**EXTRACT:**
◇ ◇ ◇ ◇ ◇ ◇ ◇

Must Have Metal Stud Framing Tools
Metal Stud Framing
At work we are getting ready to start framing some office space for a commercial project with metal studs. I thought it might be useful to discuss some of the must have tools required for metal stud framing.
Metal stud framing has gained significant popularity in the building trade and is used almost exclusively now in the commercial industry. The nice thing is the basic framing concepts are similar to wood framed construction. With a few specific tools for metal stud framing you can frame with metal just as easy as you can with wood. If you’re new to the metal framing industry then you might want to read the Steel Framing Guide produced by the Steel Framing Alliance.
Metal Stud Framing Tools
Metal studs require special cutting and fastening tools. The following list of must have metal stud framing tools is based on my experience with metal stud framing and tools my crews use.
Metal Chop Saw
The metal chop saw or cutoff saw is essential if you’re going to frame with metal studs. Metal studs are purchased in lengths from 8 ft up to 24 ft or more in increments of 2 ft. So just like wood framing you’ll be cutting studs to length and you won’t want to be using your good sliding compound miter saw to do it! I recommend the Milwaukee 6190-20 15 amp 14-inch Metal Cutoff Machine. This saw has lots of power and it’s built to last! We have our metal chop saw set up with a 72 Tooth Steel Cutting Saw Blade instead of an ordinary abrasive blade. I like this set up because there are very little sparks and the studs get cut with almost no burs on them.

◇ ◇ ◇ ◇ ◇ ◇ ◇

**RECORDED INFORMATION:**

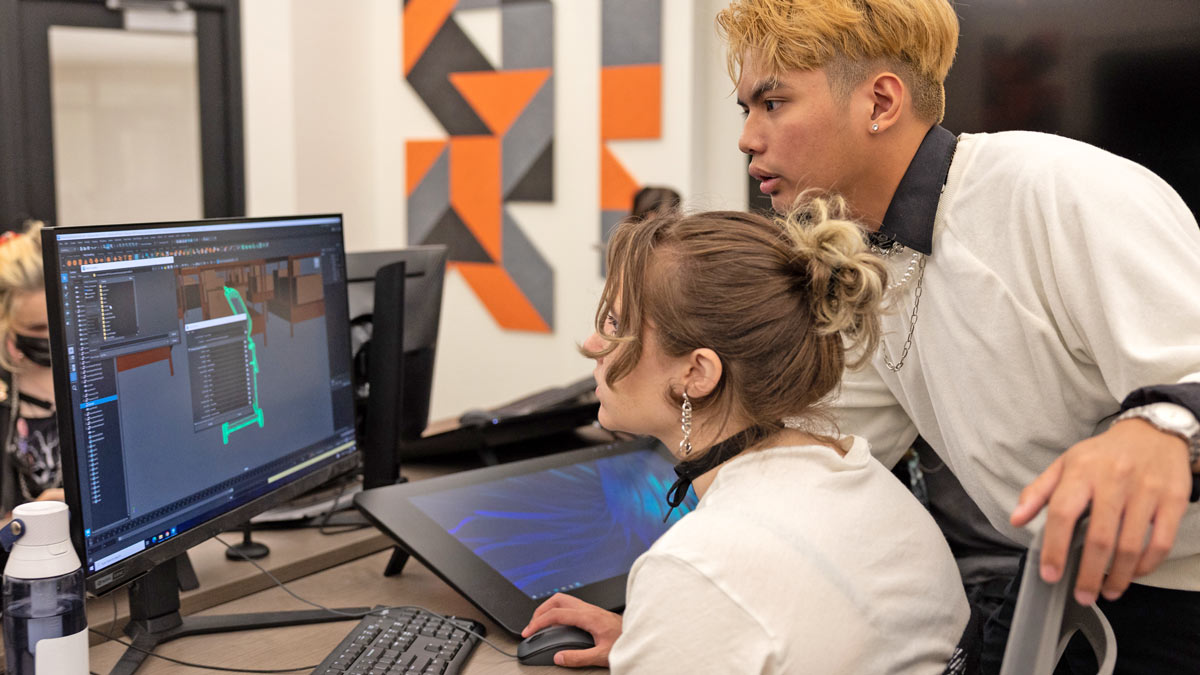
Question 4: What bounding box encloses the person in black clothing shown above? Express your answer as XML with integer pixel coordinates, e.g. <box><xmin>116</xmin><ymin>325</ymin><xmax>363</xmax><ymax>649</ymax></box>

◇ ◇ ◇ ◇ ◇ ◇ ◇

**TASK 1:** According to the metal stud framing article, what blade is fitted to the crew's metal chop saw instead of an ordinary abrasive blade?
**TASK 2:** Continue the metal stud framing article from its last sentence.

**OUTPUT 1:** A 72 Tooth Steel Cutting Saw Blade.

**OUTPUT 2:**
Heavy Duty Screw Gun
It goes without saying that you’ll need a really good quality, heavy duty screw gun for fastening the studs and attaching drywall. I can’t stress enough how important it is that you guy a really powerful drill that can stand up to the rigors of metal stud framing. That’s why I recommend the Milwaukee 6740-20 6.5 Amp Screwdriver. This screw gun has more than enough power and it’s built to last. Be sure to get some good quality bits to go along with it as well.
Electric Metal Shears
Electric shears make quick work of cutting steel and really improves productivity. If you try to make all your small cuts using hand snips then you’ll never finish the job. Having a good quality metal shear allows you to work faster, work safer and also do a nicer quality job. I recommend the Milwaukee 6850 18 Gauge Shear. This metal shear has a swivel head that allows you to cut every shape from circular to any irregular shape you need.
Laser Line Tool
Having a laser line tool is very helpful especially if you’re framing really tall walls. The laser line tool can project a laser line in both the vertical and horizontal planes and act like an electronic chaulk line of sorts. I recommend the Pacific Laser Systems PLS-60521 PLS180 Tool, 180-degree Fan Angle, Plumb and Level Line Tool. Once you start using one of these lasers you’ll be hooked! They are easy to use and improve both your productivity and your quality.
Misc. Metal Stud Tools
You’ll also want to buy a good magnetic level and plenty of locking C-clamps. Over time there are other tools you can invest in but this list really covers the must have tools for metal stud framing.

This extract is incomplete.